▶ _Required action_: List each line of the data that holds the word "below".

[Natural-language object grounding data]
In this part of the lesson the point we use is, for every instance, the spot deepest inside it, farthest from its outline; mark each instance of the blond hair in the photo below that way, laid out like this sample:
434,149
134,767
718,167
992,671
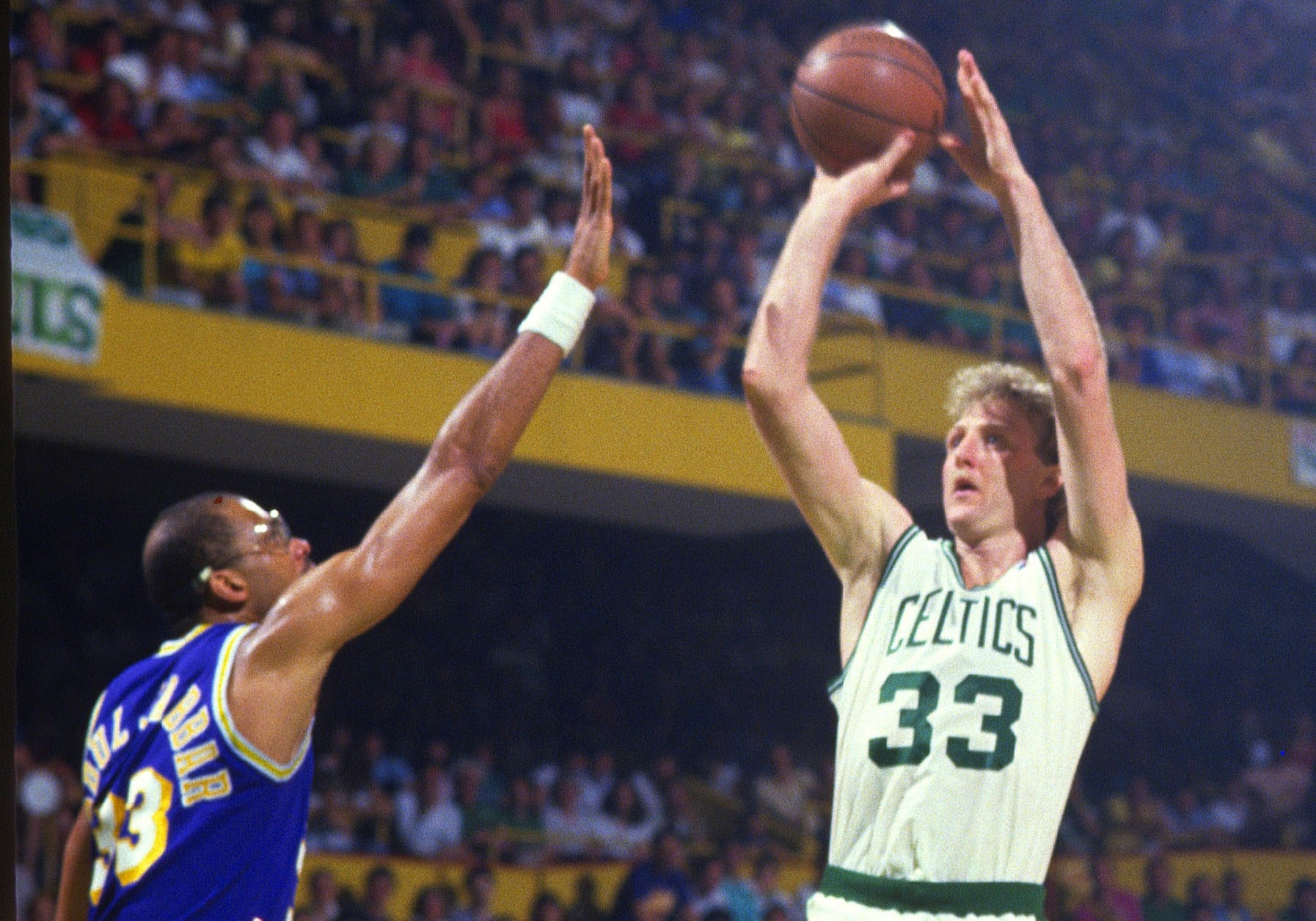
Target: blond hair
1014,383
996,381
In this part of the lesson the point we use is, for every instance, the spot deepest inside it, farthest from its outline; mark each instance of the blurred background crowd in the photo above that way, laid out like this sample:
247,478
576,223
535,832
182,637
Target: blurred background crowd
570,705
1173,142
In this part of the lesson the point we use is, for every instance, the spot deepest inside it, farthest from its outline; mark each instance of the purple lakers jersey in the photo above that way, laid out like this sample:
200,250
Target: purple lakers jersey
190,820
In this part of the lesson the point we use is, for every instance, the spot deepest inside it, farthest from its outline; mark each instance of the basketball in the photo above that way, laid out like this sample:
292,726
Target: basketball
857,89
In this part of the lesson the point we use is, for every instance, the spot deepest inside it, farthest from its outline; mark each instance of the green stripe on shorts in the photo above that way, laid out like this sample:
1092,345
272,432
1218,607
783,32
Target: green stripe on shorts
959,899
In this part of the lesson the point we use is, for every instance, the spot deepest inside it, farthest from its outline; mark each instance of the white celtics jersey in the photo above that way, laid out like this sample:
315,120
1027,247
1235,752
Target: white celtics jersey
962,718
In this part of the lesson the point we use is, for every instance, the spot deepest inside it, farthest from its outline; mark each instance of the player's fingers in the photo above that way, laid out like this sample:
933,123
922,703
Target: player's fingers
899,146
606,183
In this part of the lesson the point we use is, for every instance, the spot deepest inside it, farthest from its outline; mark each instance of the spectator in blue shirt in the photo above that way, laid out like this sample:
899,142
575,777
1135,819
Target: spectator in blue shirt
417,315
657,889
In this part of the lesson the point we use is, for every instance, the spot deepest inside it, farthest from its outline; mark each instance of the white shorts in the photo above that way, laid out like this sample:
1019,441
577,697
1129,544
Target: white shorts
833,908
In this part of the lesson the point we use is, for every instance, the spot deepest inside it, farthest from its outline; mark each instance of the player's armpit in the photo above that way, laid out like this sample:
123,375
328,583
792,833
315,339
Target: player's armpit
74,898
855,520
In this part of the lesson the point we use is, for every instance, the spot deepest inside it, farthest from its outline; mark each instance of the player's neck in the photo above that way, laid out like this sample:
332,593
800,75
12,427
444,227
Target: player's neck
984,561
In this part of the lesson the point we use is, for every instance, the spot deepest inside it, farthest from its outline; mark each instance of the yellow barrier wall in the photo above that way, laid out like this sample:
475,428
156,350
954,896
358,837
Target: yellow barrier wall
1218,446
1269,876
275,373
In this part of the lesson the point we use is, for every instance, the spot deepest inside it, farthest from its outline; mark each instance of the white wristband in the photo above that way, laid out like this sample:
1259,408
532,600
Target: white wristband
561,312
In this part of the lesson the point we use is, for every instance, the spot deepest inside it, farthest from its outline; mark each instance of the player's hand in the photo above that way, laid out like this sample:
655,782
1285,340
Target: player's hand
989,157
588,262
869,183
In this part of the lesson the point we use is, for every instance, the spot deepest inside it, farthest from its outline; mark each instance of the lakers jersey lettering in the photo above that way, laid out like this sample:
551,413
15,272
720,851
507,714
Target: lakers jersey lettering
962,716
189,819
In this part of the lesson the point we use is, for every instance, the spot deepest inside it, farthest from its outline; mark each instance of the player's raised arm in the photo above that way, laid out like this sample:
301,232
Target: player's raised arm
857,521
1099,525
281,665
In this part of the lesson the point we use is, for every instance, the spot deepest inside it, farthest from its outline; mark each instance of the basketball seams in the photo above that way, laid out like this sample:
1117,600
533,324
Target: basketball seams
798,117
852,107
939,87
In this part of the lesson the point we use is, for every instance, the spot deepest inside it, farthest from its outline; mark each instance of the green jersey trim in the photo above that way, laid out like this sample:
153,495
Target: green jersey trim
896,549
1049,567
919,896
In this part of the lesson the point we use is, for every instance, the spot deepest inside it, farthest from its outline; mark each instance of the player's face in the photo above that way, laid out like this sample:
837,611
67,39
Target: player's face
993,479
266,553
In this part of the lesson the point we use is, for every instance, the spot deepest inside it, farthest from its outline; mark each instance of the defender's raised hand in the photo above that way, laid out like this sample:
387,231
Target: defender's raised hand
870,183
989,157
588,262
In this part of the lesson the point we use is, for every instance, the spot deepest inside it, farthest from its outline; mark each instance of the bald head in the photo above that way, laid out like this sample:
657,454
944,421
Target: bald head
186,539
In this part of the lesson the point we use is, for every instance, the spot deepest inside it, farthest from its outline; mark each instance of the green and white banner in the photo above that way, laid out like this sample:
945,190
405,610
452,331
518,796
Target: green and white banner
57,291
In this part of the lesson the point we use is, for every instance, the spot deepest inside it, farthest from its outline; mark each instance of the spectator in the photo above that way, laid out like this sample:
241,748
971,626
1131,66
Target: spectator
425,182
896,241
306,296
626,826
479,895
376,175
1232,907
787,791
741,898
585,907
326,902
502,119
546,908
1231,812
482,308
434,903
210,261
570,831
767,891
109,117
40,124
1302,907
429,823
416,313
849,291
379,892
1158,903
524,227
266,283
275,150
1107,902
345,292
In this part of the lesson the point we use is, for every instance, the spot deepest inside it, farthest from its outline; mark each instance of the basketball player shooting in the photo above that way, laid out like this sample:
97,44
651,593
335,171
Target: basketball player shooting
197,773
971,667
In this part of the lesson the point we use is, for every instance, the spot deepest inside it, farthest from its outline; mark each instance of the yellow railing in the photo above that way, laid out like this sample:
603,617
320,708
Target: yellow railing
996,315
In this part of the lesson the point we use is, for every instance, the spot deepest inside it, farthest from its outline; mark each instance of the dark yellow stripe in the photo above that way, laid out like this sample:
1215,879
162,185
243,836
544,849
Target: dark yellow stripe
958,899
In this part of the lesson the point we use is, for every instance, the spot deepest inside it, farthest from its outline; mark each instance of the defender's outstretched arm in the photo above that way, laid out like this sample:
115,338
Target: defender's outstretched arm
279,667
1100,525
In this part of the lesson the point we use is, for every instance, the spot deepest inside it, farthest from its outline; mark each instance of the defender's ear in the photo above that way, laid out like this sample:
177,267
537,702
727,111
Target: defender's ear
228,587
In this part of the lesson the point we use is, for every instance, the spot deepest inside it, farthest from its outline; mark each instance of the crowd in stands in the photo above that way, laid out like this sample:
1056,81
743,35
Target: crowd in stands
465,808
1169,139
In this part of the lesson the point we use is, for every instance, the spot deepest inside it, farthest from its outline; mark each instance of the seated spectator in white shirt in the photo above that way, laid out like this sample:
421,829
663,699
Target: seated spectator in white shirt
525,227
429,824
275,149
852,294
626,826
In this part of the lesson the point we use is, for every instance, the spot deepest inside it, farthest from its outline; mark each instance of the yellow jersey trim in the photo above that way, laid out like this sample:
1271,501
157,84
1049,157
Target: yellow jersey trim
172,647
228,728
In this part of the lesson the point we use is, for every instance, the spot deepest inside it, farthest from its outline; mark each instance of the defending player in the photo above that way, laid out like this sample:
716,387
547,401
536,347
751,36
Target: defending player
197,771
971,667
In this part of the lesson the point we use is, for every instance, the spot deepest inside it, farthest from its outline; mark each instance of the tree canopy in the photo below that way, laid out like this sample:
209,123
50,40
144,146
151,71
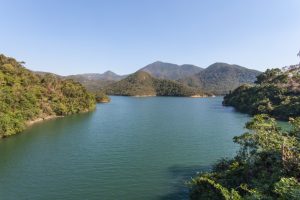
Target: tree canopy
25,96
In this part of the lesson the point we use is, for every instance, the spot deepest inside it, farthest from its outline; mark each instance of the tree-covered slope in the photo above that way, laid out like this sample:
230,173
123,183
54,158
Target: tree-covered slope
25,96
277,93
95,82
267,166
170,71
143,84
221,78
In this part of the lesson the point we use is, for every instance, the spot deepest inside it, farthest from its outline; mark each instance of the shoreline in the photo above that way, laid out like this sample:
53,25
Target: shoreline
41,119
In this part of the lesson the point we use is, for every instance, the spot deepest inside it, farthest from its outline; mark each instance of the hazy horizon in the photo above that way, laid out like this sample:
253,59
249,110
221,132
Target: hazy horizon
73,37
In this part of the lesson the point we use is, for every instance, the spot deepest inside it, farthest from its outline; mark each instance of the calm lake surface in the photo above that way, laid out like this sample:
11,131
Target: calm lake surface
131,148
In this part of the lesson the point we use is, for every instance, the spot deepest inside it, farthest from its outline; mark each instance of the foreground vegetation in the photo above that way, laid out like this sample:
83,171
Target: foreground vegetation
277,93
25,97
267,165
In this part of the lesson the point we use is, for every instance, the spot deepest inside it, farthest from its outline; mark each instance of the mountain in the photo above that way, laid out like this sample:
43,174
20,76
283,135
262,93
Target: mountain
26,97
276,93
221,78
170,71
143,84
94,81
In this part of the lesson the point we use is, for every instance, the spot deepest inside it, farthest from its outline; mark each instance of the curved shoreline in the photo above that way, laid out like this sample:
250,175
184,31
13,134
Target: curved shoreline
41,119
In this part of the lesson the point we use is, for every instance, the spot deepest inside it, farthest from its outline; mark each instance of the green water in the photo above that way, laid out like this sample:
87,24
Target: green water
131,148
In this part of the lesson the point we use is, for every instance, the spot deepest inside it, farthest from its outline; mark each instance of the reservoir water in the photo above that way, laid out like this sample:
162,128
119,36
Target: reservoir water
131,148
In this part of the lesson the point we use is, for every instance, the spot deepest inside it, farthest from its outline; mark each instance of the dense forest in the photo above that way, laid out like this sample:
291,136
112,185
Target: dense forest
220,78
143,84
26,96
266,167
276,92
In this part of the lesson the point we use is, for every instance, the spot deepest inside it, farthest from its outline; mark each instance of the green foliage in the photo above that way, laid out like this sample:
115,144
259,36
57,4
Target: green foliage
209,189
276,94
288,188
101,97
143,84
25,96
221,78
266,157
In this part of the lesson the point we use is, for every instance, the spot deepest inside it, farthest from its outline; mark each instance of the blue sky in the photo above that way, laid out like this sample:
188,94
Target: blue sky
72,36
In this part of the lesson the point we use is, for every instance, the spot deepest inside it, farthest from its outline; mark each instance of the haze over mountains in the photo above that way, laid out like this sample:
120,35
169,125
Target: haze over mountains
221,78
170,71
218,78
142,83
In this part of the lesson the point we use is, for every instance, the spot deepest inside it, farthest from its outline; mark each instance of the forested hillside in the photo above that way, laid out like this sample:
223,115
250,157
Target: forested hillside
25,96
277,93
266,167
143,84
95,82
170,71
221,78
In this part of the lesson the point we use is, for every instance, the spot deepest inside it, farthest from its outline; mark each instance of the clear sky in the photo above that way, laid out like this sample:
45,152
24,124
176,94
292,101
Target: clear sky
72,36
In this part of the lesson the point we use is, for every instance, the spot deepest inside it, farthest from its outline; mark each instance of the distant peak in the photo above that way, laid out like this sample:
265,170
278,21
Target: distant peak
109,72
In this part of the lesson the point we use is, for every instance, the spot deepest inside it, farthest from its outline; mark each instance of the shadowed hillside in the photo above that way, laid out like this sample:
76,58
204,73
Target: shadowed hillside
143,84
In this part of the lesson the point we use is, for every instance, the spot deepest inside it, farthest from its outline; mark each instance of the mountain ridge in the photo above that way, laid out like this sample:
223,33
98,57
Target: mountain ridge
142,83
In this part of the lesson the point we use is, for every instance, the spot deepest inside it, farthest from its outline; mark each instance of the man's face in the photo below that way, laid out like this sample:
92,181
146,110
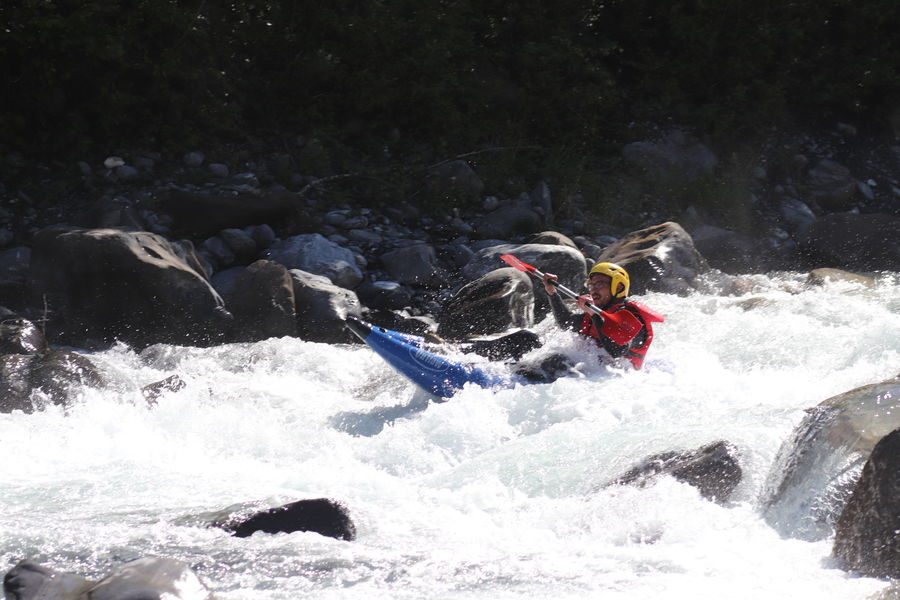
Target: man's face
598,288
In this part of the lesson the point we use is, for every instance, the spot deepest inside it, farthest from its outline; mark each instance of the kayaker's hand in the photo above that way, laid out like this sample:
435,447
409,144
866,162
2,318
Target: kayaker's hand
549,287
583,301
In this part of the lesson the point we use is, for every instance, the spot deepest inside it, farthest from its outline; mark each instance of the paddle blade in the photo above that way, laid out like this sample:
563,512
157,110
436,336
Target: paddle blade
620,326
515,263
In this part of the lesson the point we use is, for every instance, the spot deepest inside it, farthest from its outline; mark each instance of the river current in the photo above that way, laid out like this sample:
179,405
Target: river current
494,494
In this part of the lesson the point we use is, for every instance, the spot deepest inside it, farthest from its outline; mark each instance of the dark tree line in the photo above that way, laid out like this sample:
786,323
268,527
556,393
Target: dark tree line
91,75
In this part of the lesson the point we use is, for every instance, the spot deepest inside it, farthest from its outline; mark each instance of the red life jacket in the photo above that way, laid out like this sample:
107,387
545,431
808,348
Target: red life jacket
622,327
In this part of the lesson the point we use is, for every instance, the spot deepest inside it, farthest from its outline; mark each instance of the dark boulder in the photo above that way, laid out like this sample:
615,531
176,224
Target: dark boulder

▶ _Task answer_:
In this part of the lesson the point we use is, for every instance, the spot deepest inside it, farthest from its outline; mark each instance of the blond hair in the photo below that way, laid out like this sample:
In this part of the lesson the point we use is, for every instance, the spot deepest inside it, farthest from its outline; mark each instance of the tree canopy in the photo below that way, laid out like this sample:
In this part of the lesson the point we use is, for every instance, the spot deepest inside it, farthest from its outline; mark each instance of the man's face in the photo below that way, laid out like this sample:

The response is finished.